EXTRACTED ENTRIES –
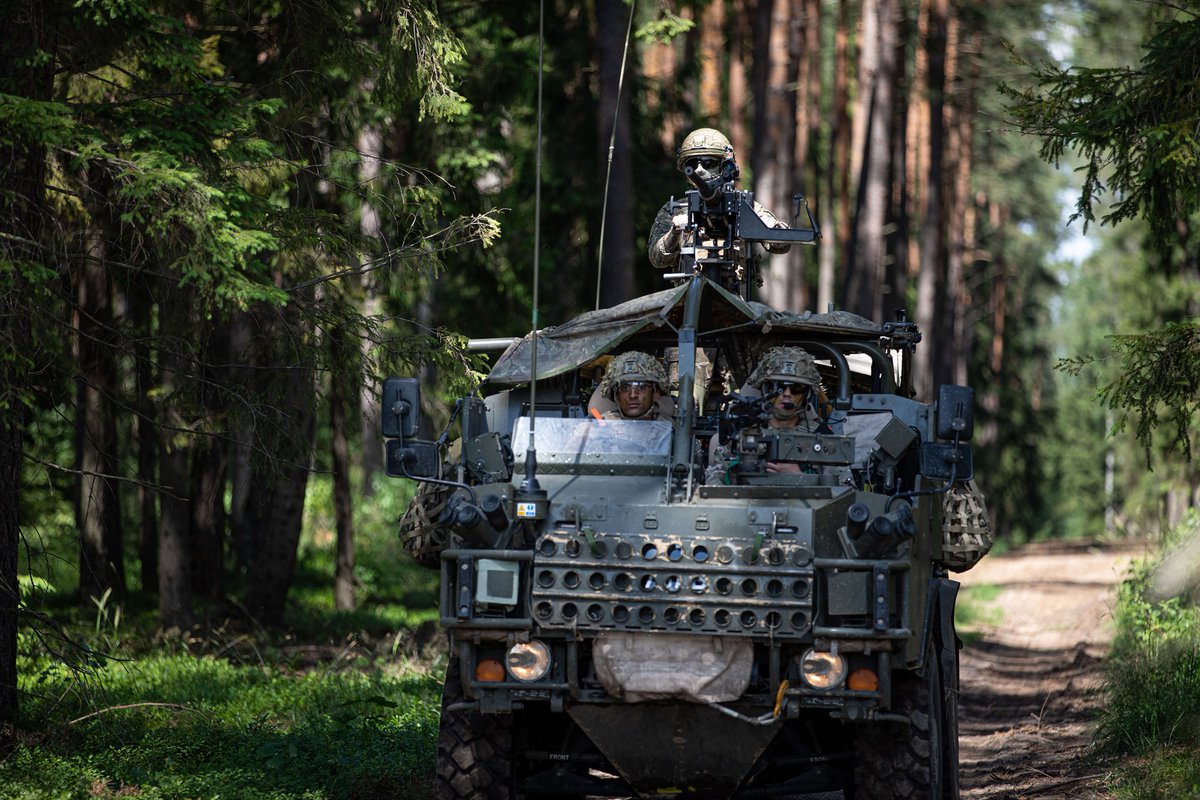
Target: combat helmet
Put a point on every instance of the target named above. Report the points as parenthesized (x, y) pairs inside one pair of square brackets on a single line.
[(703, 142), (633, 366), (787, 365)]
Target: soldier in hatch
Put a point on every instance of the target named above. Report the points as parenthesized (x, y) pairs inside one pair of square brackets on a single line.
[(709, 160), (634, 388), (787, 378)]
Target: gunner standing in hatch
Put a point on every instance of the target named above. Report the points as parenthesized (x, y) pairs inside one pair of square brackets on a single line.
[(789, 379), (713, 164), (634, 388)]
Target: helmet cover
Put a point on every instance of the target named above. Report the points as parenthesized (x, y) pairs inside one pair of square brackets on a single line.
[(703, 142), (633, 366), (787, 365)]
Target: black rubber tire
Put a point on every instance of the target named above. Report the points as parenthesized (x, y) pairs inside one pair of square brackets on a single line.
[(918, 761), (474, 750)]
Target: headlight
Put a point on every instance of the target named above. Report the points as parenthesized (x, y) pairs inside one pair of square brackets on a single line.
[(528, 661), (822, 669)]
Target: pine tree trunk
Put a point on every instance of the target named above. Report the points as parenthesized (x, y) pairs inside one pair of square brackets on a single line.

EXERCISE TASK – Write out the lines of the material word for word, beginning at the line that contains "Target: gunner standing in hatch" and stopping after the line that contains "[(789, 379), (713, 164), (634, 388)]".

ANSWER TO THE PROBLEM –
Target: gunner standing in hatch
Put a point on every instance of the target named above. Report the points as parenthesized (x, y) pairs inside one pair of square brackets on a single line.
[(789, 379), (713, 164), (634, 388)]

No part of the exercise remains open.